* BEGIN *
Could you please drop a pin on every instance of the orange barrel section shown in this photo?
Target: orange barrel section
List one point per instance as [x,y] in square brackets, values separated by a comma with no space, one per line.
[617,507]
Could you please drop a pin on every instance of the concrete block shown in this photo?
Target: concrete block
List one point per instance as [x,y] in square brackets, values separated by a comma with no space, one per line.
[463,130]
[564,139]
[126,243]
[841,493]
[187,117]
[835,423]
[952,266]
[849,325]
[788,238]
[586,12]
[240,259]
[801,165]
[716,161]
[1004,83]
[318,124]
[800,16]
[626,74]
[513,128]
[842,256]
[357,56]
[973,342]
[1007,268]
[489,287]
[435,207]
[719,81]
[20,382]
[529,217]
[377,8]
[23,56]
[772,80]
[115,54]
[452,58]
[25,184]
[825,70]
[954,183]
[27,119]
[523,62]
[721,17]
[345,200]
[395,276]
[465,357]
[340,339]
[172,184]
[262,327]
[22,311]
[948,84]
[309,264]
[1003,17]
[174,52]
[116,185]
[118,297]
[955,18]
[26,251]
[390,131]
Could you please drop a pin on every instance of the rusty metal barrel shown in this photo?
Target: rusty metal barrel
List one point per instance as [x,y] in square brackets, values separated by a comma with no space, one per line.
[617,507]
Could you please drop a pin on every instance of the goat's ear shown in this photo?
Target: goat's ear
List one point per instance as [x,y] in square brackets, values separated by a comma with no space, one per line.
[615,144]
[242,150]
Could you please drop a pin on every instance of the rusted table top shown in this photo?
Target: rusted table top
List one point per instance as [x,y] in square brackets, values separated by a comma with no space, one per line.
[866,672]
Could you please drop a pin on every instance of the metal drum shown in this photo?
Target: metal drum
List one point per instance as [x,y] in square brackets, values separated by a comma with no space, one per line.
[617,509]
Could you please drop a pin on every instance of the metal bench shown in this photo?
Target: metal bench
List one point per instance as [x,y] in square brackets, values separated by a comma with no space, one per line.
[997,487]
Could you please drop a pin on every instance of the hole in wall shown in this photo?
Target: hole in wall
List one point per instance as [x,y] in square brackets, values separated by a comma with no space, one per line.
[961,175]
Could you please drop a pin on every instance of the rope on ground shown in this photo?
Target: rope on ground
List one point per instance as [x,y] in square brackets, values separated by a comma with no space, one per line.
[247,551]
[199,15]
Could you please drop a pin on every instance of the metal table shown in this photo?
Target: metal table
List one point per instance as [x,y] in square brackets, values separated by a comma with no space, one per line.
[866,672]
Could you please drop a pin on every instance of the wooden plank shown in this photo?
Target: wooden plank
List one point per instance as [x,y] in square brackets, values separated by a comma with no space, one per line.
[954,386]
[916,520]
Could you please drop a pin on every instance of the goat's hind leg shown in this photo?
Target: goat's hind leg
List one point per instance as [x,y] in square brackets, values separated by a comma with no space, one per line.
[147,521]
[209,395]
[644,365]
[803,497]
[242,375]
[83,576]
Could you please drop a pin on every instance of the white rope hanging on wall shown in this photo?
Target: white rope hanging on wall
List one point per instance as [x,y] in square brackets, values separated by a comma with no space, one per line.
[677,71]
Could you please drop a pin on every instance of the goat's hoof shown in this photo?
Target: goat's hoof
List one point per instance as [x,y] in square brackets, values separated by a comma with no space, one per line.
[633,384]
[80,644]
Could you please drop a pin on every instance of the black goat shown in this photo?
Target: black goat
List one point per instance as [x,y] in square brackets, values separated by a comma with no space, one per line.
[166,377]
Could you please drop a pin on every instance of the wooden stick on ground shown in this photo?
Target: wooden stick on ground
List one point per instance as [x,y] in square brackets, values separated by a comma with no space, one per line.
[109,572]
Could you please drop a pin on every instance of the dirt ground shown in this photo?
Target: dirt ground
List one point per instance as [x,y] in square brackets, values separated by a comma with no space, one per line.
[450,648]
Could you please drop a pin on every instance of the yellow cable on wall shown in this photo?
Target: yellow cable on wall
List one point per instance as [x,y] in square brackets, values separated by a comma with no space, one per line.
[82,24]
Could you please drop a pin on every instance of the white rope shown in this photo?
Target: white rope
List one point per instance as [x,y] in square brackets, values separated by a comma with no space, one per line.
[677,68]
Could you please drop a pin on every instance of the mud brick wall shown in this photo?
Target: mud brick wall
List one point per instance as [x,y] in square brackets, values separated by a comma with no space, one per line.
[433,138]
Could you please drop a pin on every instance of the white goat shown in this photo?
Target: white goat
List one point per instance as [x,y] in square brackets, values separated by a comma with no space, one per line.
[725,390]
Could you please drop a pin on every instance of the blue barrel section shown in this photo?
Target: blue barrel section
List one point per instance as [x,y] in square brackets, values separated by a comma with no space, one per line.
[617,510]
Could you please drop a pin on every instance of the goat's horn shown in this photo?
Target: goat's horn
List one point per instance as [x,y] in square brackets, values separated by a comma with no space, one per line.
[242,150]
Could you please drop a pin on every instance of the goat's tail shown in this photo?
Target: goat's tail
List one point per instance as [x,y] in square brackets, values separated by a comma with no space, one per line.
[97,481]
* END *
→ Exercise goal
From the "brick wall shown in this photo?" line to the close of the listing, restate each line word for word.

→ Response for this exercise
Could you please drop a pin on every instance of the mud brick wall shown in this photo?
Target: mud brick wall
List one point per instance as [x,y] in square brackets, values separated by a comma with no space, one per line.
[433,138]
Could you please drop a pin on every instance of the white goat shown in this photo?
Target: white goat
List one point per instance as [x,y] in square brackets, values separated by a comma with no space, one per line.
[725,390]
Could you please drop a pin on every instance of the blue barrel section shown in this photo?
Target: blue barrel section
List one point per instance as [x,y] in square brackets, values separated by a comma with no space, one per line.
[617,510]
Could you please drop a pin on every instance of the goat's horn shown in this photo?
Target: goat's horn
List one point per instance as [x,y] in square brackets, values separated by a comma with no space, one per line.
[242,150]
Could you please drop a pin on every instance of the goat's tail shown in this photo?
Target: goat's tail
List one point per instance as [x,y] in square brackets, values separated by a comma with no space, one per line.
[97,481]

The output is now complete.